→ Aim of the task:
Transcribe the records that follow, preserving every word.
>>>>>
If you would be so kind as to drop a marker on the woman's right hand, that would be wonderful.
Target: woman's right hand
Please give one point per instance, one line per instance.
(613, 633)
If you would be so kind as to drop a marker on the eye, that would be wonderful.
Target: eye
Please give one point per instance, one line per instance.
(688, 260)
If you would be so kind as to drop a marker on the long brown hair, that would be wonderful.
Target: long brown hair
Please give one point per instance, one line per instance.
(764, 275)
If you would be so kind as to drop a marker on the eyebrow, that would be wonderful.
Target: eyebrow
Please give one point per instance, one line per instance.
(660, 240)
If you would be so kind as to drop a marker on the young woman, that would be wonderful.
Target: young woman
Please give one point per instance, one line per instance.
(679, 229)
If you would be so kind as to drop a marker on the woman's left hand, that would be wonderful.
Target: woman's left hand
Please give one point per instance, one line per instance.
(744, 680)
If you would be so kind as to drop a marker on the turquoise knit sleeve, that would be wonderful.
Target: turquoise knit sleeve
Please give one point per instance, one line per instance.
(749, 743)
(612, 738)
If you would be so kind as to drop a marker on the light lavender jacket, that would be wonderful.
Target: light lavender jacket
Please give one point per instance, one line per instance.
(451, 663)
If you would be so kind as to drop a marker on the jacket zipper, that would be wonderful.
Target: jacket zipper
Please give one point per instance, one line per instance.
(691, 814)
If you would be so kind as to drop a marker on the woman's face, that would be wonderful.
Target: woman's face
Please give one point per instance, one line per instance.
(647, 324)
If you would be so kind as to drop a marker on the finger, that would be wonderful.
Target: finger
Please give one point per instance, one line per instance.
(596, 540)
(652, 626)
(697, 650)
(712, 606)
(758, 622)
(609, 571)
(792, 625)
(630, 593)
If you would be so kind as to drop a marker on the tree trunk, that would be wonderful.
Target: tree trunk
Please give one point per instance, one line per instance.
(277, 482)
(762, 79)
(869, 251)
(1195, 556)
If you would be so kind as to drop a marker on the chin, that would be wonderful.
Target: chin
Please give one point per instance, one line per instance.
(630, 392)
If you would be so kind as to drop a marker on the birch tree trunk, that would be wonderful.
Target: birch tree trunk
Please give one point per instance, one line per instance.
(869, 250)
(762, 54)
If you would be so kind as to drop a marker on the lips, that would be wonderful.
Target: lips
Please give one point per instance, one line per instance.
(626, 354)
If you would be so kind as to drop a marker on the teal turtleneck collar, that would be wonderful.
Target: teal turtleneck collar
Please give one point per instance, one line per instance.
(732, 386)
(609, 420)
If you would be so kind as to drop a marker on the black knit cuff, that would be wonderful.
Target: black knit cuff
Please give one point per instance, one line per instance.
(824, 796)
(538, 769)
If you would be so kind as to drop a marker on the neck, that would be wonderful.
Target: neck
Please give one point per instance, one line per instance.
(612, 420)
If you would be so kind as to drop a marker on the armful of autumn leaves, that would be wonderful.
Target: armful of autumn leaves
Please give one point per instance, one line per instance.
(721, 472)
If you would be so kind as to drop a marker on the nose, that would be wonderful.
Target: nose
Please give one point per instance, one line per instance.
<<<<<
→ Exercise answer:
If you would be so kind as to drop a marker on the woman's right hand, that would be wonderful.
Target: woman's right hand
Please give one point per instance, one line per instance.
(613, 633)
If you would be so kind as to drop a marker on the eye, that would be wonderful.
Target: eye
Please give one point per instance, one line per instance.
(688, 260)
If you would be so kind as to drop a marker on the long brown hair, that would be wonderful.
Target: long brown hair
Please give one point per instance, one line per instance.
(764, 275)
If you would be so kind as to drop a marker on the eyebrow, that would be wonderful.
Target: eyebrow
Please give one point per instance, one line per instance.
(660, 240)
If you would be so kind as to drop a marker on the young woman, that would be wonderful.
Target: young woman
Please give one point per instance, one line per instance.
(679, 229)
If you would be so kind as to drop a marker on the woman's left hand, that would be wonderful.
Target: woman's left hand
Please give one point per instance, one line per instance.
(744, 680)
If you would be so kind as to drop a marker on the turquoise knit sleeve, that would be wonderful.
Target: turquoise knit sleeve
Please give one point per instance, one line per instance.
(749, 743)
(612, 738)
If you would be so kind as to drop a marker on the light lavender jacket, that would be wonderful.
Target: light lavender jacket
Please give one point per instance, one line per instance.
(451, 663)
If you would be so kind as to drop a marker on the jacket zipper, that would be wonderful.
Target: jacket zipper
Please give one point per instance, one line per instance.
(691, 814)
If you would be so kind as to drop a marker on the woman's face, that would be wonderful.
Target: woman's face
Please give one point per instance, one line per instance.
(647, 324)
If you would be so kind as to drop a marker on the finger, that would be wonderful.
Target: finger
Please give one point per instance, one line per instance.
(596, 540)
(652, 626)
(697, 650)
(712, 606)
(758, 622)
(609, 571)
(792, 625)
(630, 593)
If you would be so kind as to drop a marker on the tree trunk, that would be wonderful.
Target: tree trunk
Please give one point per instance, one line per instance.
(277, 482)
(762, 79)
(869, 251)
(1195, 556)
If you would be so kind as to drop a marker on the chin, that would be wonderful.
Target: chin
Please give one point per instance, one line per instance.
(630, 392)
If you would be so kind as to drop a marker on the birch tree trunk, that would be wonderful.
Target: birch tree trunk
Please give one point per instance, one line per instance.
(869, 250)
(762, 54)
If you would be so kind as to drop a marker on the lips, that would be wonderful.
Target: lips
Please give one point per instance, one line per instance.
(626, 354)
If you would be so kind as to drop a marker on the teal turtleneck collar, that would be wonderful.
Target: teal turtleneck collar
Please give one point per instance, one line per instance.
(732, 386)
(609, 420)
If you would be so kind as to drop a marker on the black knit cuff, that would be wonderful.
Target: black knit cuff
Please give one point per instance, one line per instance.
(824, 796)
(538, 769)
If you would be so kind as to drop a marker on the neck, that would be wonderful.
Target: neck
Please give one point per instance, one line per instance.
(612, 420)
If you would be so kind as to drop a marker on the armful of autumn leaves, that would be wonderful.
Target: armful of autumn leaves
Please give one point per instance, one line per instance.
(721, 472)
If you would be so kind as to drop a marker on the nose, that would be wonderful.
Target: nose
Please give one point per instance, one line per instance.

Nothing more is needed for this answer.